__TASK__: Pull out every line of the rows below that contains the string "positive". Case matters, so a line counts only if it matches the same capitalization.

__INFORMATION SUPPLIED__:
*** Block opens ***
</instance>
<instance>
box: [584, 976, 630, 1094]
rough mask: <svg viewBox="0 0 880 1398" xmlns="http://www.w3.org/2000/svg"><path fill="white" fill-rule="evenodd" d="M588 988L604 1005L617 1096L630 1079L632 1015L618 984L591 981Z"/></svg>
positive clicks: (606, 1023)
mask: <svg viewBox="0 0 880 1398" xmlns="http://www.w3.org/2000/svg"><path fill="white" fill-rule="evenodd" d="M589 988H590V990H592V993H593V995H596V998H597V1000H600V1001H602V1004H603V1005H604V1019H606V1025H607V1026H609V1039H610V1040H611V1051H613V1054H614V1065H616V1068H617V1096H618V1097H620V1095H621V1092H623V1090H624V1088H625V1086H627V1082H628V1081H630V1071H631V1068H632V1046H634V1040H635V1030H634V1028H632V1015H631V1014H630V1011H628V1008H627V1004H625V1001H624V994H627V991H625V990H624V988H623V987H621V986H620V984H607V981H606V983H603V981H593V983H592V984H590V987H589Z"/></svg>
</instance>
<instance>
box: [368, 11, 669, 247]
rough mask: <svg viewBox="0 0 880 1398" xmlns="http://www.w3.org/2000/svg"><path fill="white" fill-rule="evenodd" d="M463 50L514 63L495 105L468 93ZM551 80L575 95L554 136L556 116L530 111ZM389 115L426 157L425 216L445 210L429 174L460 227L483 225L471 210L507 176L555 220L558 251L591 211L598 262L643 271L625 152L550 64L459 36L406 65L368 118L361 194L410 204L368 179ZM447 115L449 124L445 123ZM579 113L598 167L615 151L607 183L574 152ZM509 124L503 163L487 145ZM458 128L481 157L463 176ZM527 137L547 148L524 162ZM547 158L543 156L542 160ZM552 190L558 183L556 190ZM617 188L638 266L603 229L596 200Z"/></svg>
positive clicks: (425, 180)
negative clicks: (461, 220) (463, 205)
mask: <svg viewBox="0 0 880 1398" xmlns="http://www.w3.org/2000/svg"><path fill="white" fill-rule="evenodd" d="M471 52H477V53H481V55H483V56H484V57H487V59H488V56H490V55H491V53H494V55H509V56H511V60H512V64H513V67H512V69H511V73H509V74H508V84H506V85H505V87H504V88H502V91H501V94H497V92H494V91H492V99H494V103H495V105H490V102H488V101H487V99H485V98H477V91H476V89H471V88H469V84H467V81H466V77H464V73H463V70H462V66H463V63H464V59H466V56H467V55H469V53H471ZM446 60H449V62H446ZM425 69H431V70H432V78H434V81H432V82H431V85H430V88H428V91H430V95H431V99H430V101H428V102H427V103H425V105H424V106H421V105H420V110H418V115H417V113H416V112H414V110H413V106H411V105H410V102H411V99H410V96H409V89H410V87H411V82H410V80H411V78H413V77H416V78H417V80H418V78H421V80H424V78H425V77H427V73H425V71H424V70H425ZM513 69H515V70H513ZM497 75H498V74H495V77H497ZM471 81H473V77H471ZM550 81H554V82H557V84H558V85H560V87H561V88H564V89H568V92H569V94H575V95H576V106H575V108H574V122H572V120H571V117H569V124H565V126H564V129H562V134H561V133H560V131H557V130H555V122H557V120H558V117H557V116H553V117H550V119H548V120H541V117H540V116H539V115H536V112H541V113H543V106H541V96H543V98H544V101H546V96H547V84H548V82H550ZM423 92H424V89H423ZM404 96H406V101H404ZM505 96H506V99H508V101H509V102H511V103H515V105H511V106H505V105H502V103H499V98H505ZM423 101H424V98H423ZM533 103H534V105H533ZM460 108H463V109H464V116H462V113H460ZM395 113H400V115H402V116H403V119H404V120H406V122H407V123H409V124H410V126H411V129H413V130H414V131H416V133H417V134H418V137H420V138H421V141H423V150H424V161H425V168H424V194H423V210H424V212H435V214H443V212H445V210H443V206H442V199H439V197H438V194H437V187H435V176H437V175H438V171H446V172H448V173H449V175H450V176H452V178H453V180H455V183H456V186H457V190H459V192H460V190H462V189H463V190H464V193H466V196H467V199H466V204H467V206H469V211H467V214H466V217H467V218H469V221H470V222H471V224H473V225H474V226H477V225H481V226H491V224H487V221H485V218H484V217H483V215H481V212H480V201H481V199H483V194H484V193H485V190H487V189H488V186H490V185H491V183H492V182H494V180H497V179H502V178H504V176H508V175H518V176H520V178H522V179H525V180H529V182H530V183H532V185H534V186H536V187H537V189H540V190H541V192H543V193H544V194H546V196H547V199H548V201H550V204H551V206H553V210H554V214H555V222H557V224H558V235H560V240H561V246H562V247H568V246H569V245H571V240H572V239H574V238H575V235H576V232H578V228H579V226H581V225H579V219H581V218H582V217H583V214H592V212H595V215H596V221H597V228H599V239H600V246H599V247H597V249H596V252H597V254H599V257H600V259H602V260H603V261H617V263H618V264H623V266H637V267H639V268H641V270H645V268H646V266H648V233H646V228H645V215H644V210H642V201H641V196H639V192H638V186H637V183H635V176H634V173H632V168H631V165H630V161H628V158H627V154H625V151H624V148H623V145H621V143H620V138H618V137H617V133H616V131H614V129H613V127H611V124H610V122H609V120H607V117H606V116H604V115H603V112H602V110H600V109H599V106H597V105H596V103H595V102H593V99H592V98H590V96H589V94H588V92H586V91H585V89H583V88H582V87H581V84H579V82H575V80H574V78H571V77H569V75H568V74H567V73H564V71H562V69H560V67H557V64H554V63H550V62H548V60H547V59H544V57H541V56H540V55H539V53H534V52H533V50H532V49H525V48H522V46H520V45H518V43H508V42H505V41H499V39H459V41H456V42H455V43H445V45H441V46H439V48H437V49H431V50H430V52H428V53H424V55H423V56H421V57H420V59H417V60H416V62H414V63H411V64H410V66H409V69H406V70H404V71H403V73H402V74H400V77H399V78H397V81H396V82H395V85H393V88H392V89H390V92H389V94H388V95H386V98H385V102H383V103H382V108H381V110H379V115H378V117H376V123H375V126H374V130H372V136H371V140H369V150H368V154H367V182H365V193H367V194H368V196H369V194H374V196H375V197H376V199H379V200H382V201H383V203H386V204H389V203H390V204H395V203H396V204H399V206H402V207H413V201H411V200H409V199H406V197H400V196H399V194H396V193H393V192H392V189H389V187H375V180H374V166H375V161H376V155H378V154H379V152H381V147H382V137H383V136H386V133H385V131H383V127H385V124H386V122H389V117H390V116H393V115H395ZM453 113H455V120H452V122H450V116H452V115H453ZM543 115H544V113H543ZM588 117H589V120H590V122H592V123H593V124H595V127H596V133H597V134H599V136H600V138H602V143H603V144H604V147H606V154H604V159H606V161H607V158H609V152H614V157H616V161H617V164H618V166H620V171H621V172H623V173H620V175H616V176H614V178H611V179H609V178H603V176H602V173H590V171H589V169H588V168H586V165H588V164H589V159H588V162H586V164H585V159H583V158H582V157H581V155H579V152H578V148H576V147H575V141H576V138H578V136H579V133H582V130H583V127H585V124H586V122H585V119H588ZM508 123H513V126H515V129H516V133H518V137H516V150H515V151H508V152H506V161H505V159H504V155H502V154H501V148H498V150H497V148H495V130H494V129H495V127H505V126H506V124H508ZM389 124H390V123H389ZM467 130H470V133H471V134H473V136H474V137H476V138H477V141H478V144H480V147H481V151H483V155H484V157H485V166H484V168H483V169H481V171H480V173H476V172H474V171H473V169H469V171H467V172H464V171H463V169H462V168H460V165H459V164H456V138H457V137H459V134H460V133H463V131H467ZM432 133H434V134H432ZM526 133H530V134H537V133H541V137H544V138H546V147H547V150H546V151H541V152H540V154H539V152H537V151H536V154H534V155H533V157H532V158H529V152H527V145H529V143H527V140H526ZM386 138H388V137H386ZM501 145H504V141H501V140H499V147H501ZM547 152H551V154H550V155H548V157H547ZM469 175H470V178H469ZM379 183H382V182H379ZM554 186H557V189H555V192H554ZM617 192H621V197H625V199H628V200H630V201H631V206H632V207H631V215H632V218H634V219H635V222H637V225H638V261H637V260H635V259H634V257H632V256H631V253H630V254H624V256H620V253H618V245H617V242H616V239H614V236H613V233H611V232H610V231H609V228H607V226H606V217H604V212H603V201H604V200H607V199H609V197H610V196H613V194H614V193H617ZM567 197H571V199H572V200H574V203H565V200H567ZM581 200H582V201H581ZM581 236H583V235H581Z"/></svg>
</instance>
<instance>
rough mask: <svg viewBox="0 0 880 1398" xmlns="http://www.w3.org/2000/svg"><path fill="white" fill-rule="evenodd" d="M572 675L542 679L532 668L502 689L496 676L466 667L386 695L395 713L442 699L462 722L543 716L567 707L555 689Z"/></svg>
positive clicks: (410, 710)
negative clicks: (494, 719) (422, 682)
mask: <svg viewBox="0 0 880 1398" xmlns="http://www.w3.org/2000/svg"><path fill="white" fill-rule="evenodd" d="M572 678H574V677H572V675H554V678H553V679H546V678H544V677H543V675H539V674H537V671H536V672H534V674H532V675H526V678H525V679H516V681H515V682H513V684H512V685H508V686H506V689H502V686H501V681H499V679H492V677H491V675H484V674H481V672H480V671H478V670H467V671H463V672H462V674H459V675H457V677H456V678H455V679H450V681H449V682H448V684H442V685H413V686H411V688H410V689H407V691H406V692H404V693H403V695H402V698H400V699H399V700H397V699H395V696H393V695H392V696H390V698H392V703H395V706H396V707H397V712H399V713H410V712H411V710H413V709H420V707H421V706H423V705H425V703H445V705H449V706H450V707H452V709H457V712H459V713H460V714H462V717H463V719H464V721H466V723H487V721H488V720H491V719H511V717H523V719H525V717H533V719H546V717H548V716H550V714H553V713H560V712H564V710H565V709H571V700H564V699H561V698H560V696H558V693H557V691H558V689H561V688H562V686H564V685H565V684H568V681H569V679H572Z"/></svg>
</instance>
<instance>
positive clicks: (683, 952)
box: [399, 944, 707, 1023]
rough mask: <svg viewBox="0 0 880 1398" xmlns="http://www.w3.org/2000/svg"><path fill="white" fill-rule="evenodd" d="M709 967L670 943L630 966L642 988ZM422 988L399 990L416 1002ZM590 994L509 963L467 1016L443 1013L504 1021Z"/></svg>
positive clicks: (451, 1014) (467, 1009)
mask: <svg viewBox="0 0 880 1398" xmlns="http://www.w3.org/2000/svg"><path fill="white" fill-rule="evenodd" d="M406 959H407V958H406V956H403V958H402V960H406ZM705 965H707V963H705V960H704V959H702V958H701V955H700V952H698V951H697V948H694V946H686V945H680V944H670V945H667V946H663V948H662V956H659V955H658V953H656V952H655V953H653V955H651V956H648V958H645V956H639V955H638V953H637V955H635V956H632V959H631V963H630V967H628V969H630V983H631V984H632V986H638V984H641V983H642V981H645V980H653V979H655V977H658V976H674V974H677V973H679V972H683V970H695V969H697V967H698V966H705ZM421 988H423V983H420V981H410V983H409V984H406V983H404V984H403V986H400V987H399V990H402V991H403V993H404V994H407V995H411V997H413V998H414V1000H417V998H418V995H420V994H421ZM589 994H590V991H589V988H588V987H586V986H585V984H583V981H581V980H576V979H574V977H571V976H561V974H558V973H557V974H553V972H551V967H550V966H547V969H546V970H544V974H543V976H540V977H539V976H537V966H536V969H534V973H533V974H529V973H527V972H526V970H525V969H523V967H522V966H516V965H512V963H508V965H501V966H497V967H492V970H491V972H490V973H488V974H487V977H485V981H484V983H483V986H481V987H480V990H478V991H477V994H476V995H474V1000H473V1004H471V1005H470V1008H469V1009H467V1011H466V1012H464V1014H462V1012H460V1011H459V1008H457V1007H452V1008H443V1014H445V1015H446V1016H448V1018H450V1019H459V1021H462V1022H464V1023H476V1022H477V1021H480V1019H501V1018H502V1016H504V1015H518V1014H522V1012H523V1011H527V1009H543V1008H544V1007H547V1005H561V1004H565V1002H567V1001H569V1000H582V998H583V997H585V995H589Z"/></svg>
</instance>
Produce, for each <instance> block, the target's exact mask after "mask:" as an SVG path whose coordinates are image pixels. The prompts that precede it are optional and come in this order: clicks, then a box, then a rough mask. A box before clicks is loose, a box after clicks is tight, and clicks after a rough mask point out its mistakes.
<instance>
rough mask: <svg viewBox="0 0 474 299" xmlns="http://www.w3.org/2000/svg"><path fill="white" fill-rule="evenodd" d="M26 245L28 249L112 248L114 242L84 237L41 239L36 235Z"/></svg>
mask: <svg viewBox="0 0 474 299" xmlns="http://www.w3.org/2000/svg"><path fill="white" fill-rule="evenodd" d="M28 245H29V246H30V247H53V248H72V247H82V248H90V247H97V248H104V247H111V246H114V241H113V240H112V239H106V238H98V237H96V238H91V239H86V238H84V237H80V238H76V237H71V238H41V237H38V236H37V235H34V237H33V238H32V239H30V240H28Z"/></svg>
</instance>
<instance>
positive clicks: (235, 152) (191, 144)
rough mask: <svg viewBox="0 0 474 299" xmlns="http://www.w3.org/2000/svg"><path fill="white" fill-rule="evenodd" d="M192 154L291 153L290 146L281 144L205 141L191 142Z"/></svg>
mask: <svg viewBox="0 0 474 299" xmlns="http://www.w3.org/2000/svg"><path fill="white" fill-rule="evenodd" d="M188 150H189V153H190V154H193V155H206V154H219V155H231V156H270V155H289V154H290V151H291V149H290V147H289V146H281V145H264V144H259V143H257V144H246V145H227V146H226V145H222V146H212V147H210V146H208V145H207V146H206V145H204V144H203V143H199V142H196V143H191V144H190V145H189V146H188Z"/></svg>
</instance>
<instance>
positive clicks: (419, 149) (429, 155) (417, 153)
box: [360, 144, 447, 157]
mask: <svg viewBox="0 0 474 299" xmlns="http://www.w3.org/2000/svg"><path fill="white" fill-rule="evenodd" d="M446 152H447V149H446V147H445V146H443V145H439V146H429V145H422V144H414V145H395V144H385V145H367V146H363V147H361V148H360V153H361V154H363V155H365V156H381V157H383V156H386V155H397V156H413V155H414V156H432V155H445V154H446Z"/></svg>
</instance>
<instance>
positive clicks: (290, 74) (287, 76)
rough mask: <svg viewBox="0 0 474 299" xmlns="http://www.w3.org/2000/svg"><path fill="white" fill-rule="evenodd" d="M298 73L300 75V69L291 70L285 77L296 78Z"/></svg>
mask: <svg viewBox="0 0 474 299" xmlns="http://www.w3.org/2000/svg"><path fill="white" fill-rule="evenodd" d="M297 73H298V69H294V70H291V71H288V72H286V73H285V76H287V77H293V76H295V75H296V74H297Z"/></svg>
*** Block closes ***
__SOLVED PROBLEM__:
positive clicks: (606, 1023)
positive clicks: (425, 180)
positive clicks: (410, 710)
positive clicks: (683, 952)
positive clicks: (451, 1014) (467, 1009)
positive clicks: (235, 152) (191, 144)
positive clicks: (419, 149) (429, 155) (417, 153)
positive clicks: (290, 74) (287, 76)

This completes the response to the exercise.